TO BE DONE
Give the records back in full, exactly as they read.

DATASET ROWS
---*---

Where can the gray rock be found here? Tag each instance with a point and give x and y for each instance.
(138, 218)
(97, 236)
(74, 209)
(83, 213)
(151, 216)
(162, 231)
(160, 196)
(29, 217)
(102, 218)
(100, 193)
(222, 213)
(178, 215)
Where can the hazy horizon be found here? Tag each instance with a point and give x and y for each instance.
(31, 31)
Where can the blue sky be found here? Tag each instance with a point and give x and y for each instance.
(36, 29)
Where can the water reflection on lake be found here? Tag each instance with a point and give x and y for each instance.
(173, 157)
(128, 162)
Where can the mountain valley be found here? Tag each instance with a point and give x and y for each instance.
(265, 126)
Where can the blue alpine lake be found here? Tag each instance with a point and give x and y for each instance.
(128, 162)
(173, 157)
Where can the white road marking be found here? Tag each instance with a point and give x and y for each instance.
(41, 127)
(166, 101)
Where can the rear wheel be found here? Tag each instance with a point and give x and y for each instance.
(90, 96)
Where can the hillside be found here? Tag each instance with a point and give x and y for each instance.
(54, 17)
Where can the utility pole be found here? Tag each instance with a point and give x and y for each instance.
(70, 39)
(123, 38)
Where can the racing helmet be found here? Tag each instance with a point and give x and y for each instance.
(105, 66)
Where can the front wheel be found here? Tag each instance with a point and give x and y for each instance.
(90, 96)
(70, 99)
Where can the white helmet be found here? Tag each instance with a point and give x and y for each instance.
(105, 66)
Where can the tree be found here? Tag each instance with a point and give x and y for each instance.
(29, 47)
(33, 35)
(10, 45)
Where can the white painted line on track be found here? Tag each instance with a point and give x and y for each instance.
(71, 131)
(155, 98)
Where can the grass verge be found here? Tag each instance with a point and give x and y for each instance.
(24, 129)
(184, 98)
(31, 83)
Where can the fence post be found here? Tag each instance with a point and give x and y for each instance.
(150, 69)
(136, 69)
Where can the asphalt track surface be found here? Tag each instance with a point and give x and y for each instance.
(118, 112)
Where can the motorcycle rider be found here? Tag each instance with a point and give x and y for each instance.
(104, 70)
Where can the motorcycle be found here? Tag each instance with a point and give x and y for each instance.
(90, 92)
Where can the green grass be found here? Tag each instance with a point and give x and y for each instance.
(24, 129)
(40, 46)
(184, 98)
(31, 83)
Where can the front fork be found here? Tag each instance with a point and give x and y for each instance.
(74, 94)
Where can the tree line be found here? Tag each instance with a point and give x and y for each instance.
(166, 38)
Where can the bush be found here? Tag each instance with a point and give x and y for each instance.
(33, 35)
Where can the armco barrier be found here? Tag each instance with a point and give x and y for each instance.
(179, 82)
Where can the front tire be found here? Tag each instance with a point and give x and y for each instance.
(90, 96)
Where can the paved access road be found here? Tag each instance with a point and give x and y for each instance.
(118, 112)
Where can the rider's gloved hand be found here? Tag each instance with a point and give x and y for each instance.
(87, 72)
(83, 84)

---*---

FINISHED EXERCISE
Where can the gray rock be found here? Tag each instance with a point and give x and y for each instance.
(138, 218)
(97, 236)
(74, 209)
(83, 213)
(151, 216)
(162, 231)
(160, 196)
(29, 217)
(102, 218)
(100, 193)
(222, 213)
(178, 215)
Where can the hazy horizon be found here? Tag each instance with a point and give x and y for each instance.
(31, 31)
Where can the blue sky be found here? Tag each instance with a point and give x and y for each instance.
(36, 29)
Where can the water reflection on lake be found here? Tag each instance with a point and give x and y for each instance.
(173, 157)
(128, 162)
Where can the mountain valley be found here? Tag each instance with a point and give x and y for each instance.
(265, 126)
Where can the blue alpine lake be found here? Tag each instance with a point and give x and y for each instance.
(128, 162)
(173, 157)
Where can the white road marking be found here? Tag each instance with a point and give x and y for each instance.
(41, 127)
(166, 101)
Where can the rear wheel be found here? Tag each instance with a point and give x and y for each instance.
(90, 96)
Where can the hillside be found here? Tag each instance with a point and give x and y for each instance.
(54, 17)
Where can the utility pole be found here? Tag each instance with a point and give x and y for each instance.
(70, 39)
(123, 38)
Where can the racing helmet be found here? Tag each instance with a point and give x and y for each instance.
(105, 66)
Where can the front wheel be found here? Tag each instance with a point and give x and y for each instance.
(90, 96)
(70, 99)
Where can the white helmet be found here? Tag each instance with a point and give x and y for each instance.
(105, 66)
Where can the tree be found here? Tag each instance with a point and give x and y for each instance.
(29, 47)
(33, 35)
(10, 45)
Where can the white painted line on track be found here? Tag each instance with a point and give x and y for each instance.
(71, 131)
(155, 98)
Where can the grass verge be found here? Tag each instance with a point and give x and y for each instance.
(24, 129)
(184, 98)
(31, 83)
Where can the fence post be found here? Tag each instance with a point and give x and y for each instance.
(150, 69)
(136, 69)
Where can the asphalt track surface be found here? Tag each instance with a point and give x and y for each instance.
(118, 112)
Where can the motorcycle rider be found here? Tag each instance with a point and give x and y for each instance.
(104, 70)
Where can the motorcycle be found here? Tag each instance with a point and give x and y for each instance.
(90, 92)
Where can the green grass be found here? Tag each instance with a point and give x and y for each instance.
(24, 129)
(40, 46)
(184, 98)
(31, 83)
Where can the front fork be found here? Tag each instance with a point and give x and y for each instance.
(74, 94)
Where can the tree line be found here? Tag each instance with a point and give x and y for each instance.
(166, 38)
Where can the bush be found here? Tag each instance with a point and give x and y for each instance.
(33, 35)
Where can the armco barrier be found here? Tag each instance with a point and give x and y for each instance.
(179, 82)
Where can the front tire be found here? Tag each instance with a point and give x and y for each instance.
(90, 96)
Where can the paved access road be found here? Tag each instance with a point and give x and y for each instance.
(118, 112)
Where can the rider's gloved hand be found here? Tag each instance with a point and give x and y for each instance.
(87, 72)
(83, 84)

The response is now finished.